▶ _TEXT TO READ_:
┌──
These are the settings that were working with the Modem network, I have tried changing them without effect.

Any settings not listed are set to automatic.

ICS is set up on a PPTP VPN, this is because although I basically use a wired network there are occasions when I connect the PC wirelessly and using the VPN for the shared connection avoids the need to move it from one adapter to another.
When I was using the Modem this always worked without problems.
Although the VPN is set to automatic if I am not mistaken its IP Address is in fact 192.168.0.1 because that is what Windows allocates to ICS.

Everything on and between both computers is working except for ICS which I can only put down to the wrong settings, any advice on the correct ones would be appreciated.


----------



## Wand3r3r (Sep 17, 2010)

Preferred DNS server: 192.168.0.1
Alternate DNS server: 192.168.0.2

These are invalid dns entries.

According to what you write your ICS host pc should have the following settings;

Internet facing nic:
IP: Address: 192.168.2.3
Subnet Mask: 255.255.255.0
gateway Address: 192.168.2.1
Preferred DNS server: 74.118.212.1
Alternate DNS server: 74.118.212.2


Lan facing nic
IP: Address: 192.168.0.1
Subnet Mask: 255.255.255.0
Default Gateway: no listed gateway
no need to list dns

On the downsteam pc you would have
IP: Address: 192.168.0.2
Subnet Mask: 255.255.255.0
Default Gateway:192.168.0.1
dns 192.168.0.1


----------



## Pilgrim-online (Jan 2, 2011)
└──
▶ _WHAT TO WORK ON_:
• 1. Give every distinct DNS server address that appears in the forum thread on ICS settings.
• 2. Repeat the part of the forum thread on ICS settings starting at "On the downsteam" and ending at "(Jan 2, 2011)".

▶ _EXTRACTED ENTRIES_:
┌──
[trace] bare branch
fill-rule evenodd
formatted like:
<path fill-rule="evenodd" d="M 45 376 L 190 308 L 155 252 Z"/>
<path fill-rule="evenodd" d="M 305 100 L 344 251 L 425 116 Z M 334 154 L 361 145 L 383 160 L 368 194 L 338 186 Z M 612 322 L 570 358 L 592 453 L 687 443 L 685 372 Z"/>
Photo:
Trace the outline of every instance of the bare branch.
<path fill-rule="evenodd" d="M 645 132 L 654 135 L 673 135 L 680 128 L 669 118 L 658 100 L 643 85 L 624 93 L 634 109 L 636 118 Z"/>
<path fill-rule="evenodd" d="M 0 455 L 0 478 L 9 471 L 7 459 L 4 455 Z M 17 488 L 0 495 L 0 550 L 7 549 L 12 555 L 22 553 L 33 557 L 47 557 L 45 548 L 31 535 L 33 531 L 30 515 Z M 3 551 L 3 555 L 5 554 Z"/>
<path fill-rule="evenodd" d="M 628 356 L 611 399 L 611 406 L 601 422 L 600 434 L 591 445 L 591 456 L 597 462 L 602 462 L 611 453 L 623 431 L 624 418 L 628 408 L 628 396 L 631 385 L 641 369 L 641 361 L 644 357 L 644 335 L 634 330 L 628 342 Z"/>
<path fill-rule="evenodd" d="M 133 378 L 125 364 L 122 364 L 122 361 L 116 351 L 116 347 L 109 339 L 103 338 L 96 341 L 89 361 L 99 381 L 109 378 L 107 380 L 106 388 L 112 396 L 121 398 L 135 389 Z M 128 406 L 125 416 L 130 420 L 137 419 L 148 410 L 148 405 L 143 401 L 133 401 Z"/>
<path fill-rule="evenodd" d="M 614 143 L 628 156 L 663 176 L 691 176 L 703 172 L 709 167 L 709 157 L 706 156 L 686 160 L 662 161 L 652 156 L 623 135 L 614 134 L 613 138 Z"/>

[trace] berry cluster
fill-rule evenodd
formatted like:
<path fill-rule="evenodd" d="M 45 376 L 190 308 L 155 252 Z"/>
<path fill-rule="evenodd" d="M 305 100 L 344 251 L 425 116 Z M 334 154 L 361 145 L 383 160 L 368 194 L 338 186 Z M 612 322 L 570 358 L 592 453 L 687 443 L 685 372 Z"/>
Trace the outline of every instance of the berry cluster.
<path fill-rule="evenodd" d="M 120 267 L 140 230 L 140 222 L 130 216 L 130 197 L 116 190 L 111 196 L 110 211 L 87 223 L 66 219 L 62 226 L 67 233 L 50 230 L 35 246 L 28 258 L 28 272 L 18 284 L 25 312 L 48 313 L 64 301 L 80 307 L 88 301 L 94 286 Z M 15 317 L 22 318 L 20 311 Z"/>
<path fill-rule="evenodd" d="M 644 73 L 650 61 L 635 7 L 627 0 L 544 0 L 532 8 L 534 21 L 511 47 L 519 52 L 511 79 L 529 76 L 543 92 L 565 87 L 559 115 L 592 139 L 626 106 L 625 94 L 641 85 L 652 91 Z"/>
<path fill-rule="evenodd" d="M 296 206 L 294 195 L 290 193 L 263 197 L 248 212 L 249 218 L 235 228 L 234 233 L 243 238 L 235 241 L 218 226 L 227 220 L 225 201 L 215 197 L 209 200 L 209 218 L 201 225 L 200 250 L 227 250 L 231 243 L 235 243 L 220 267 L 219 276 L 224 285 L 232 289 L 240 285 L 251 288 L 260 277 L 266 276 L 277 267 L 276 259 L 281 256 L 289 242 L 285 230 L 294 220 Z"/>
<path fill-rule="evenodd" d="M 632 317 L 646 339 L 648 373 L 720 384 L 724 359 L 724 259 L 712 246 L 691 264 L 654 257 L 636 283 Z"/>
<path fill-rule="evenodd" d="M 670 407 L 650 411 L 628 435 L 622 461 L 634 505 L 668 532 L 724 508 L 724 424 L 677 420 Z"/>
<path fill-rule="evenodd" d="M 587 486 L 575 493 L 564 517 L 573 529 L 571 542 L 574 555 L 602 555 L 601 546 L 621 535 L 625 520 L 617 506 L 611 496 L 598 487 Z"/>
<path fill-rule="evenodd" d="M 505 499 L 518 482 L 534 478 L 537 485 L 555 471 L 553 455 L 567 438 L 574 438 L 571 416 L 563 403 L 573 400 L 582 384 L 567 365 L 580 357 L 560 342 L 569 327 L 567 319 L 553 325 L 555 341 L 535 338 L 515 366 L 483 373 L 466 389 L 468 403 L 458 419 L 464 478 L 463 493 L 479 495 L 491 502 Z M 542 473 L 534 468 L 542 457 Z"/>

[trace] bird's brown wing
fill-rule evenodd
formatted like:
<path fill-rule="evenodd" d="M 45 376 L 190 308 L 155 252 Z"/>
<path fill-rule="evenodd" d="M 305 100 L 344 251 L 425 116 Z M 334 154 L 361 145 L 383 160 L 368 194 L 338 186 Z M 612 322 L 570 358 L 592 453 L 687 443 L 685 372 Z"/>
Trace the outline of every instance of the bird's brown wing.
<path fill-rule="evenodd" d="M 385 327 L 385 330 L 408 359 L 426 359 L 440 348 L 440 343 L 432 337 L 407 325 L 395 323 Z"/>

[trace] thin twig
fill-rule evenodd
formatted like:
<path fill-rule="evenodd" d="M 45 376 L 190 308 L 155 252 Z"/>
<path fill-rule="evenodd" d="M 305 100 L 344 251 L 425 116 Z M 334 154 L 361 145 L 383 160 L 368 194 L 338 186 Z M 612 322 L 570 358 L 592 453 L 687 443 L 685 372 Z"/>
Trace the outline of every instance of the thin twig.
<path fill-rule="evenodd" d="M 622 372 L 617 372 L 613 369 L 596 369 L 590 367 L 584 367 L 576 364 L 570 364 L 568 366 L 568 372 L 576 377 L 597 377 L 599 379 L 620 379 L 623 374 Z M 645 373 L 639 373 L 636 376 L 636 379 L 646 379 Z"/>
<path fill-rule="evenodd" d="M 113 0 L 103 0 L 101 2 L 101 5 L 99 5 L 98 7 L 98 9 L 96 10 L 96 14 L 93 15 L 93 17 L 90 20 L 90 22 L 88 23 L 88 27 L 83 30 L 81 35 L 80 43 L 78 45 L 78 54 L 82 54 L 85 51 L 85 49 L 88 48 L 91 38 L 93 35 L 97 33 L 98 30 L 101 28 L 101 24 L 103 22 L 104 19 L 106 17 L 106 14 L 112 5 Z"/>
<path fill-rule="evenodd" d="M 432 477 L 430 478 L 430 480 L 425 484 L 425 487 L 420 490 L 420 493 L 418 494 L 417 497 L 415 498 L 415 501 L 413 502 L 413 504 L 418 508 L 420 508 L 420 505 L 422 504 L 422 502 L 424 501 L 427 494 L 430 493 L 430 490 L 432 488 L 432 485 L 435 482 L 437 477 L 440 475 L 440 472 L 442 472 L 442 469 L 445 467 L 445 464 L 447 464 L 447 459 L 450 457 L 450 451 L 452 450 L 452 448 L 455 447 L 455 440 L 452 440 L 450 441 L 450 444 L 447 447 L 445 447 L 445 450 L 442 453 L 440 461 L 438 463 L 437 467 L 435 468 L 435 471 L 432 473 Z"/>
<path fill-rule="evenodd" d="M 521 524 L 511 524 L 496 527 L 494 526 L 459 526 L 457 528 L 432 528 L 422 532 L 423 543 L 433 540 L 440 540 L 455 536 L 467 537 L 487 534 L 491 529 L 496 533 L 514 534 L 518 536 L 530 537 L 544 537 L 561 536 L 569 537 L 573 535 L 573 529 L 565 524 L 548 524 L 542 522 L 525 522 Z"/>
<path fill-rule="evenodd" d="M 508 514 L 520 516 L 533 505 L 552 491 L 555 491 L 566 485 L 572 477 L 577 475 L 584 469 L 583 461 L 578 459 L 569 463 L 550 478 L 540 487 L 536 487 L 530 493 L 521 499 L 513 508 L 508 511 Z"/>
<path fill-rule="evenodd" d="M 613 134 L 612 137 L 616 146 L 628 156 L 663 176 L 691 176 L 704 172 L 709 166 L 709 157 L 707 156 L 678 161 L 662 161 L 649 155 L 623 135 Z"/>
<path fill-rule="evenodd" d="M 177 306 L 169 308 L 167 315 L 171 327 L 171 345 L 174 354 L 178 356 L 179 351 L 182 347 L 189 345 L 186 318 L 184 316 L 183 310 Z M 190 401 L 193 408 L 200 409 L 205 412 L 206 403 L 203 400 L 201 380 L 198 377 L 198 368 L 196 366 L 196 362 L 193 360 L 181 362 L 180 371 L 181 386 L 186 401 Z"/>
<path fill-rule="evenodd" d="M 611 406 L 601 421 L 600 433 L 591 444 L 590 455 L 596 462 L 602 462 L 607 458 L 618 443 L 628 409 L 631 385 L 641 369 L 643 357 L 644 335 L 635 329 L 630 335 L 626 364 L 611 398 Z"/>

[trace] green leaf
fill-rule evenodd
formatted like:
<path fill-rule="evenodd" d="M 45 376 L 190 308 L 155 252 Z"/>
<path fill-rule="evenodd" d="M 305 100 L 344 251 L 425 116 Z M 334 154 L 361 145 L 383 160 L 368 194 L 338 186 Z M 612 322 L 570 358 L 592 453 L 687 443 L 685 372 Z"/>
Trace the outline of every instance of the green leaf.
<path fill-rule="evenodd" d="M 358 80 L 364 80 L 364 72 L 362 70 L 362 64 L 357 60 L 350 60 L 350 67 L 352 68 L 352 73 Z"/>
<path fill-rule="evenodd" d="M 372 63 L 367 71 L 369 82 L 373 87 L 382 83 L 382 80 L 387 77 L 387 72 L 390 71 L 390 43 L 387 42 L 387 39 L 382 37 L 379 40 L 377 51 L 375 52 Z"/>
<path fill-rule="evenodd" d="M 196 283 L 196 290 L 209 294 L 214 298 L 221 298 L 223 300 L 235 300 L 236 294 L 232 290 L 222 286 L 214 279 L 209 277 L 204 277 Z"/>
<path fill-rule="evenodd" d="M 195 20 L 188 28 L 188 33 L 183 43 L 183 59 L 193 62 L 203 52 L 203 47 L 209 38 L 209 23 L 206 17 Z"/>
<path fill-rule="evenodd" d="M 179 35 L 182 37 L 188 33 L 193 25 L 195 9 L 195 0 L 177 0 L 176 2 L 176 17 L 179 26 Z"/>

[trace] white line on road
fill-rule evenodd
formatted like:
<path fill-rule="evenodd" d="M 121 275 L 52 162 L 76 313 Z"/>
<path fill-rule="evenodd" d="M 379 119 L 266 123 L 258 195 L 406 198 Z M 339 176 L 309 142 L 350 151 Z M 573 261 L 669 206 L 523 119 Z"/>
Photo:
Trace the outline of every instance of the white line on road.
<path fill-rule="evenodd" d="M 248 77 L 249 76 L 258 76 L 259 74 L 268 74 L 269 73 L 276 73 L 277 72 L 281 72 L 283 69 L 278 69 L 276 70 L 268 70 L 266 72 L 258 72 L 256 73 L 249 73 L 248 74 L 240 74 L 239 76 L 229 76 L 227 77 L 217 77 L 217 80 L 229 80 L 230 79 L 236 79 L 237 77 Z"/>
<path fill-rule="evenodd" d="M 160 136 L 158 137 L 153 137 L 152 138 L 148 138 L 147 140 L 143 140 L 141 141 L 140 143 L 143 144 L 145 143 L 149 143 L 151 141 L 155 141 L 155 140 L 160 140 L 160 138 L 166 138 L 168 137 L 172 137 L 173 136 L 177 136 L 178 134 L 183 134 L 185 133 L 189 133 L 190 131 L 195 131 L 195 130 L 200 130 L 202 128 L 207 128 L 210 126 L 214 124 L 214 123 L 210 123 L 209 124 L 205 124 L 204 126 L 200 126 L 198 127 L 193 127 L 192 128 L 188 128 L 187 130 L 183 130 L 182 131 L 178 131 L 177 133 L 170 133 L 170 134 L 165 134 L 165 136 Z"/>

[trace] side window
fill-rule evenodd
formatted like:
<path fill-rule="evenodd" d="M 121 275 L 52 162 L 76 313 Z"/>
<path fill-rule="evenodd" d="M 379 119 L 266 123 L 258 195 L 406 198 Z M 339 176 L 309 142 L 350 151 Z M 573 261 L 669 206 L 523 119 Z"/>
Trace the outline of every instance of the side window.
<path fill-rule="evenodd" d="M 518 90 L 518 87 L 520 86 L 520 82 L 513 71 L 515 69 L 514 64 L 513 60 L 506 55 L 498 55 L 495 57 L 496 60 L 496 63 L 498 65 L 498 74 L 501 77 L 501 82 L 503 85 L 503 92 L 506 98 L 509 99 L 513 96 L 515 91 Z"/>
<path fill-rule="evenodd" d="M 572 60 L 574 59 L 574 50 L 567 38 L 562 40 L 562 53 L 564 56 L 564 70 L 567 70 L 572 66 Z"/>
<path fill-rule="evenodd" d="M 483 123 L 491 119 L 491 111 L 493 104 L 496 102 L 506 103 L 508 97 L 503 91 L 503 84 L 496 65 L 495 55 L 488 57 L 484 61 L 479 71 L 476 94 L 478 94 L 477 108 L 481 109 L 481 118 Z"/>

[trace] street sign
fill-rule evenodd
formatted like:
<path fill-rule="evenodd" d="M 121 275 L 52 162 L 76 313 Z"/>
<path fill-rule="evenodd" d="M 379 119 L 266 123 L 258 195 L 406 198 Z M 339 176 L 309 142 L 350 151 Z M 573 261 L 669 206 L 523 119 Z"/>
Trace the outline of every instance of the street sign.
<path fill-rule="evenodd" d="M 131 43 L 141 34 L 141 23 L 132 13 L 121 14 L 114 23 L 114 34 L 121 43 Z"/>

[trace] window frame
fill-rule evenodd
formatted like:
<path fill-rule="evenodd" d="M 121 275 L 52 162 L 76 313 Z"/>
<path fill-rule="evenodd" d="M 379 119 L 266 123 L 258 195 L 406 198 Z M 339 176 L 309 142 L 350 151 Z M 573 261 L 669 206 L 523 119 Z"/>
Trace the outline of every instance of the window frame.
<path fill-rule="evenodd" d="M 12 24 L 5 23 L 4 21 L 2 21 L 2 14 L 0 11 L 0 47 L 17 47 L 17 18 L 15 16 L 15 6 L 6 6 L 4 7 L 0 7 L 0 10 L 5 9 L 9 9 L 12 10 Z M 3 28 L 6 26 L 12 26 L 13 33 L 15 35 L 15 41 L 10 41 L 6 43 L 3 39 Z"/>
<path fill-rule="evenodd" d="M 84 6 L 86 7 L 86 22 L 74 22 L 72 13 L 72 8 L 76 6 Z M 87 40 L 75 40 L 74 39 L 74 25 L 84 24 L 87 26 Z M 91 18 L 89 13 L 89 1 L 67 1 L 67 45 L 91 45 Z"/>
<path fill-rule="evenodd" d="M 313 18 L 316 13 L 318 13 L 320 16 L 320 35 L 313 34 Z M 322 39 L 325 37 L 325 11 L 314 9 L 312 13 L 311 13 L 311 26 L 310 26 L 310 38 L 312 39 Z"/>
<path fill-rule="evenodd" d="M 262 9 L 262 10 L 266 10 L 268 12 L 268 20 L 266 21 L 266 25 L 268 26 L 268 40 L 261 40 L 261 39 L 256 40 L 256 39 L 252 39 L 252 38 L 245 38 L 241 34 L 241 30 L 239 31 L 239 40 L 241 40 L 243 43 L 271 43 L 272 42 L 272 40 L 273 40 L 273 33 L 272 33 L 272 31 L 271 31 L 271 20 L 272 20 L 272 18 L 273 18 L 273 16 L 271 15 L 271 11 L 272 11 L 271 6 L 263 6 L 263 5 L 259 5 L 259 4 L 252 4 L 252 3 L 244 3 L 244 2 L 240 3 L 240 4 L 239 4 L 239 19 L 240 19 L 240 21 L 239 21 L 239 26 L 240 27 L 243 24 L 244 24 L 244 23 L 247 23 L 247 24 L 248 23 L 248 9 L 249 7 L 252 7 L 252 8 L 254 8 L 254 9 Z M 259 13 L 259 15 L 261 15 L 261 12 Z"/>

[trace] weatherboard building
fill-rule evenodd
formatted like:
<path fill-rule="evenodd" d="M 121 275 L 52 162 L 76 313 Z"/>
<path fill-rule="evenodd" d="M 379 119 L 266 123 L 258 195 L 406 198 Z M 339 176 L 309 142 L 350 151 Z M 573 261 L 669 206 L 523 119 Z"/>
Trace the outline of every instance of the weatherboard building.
└──
▶ _THE REPLIES_:
• 1.
- 192.168.0.1
- 192.168.0.2
- 74.118.212.1
- 74.118.212.2

• 2.
On the downsteam pc you would have
IP: Address: 192.168.0.2
Subnet Mask: 255.255.255.0
Default Gateway:192.168.0.1
dns 192.168.0.1


----------



## Pilgrim-online (Jan 2, 2011)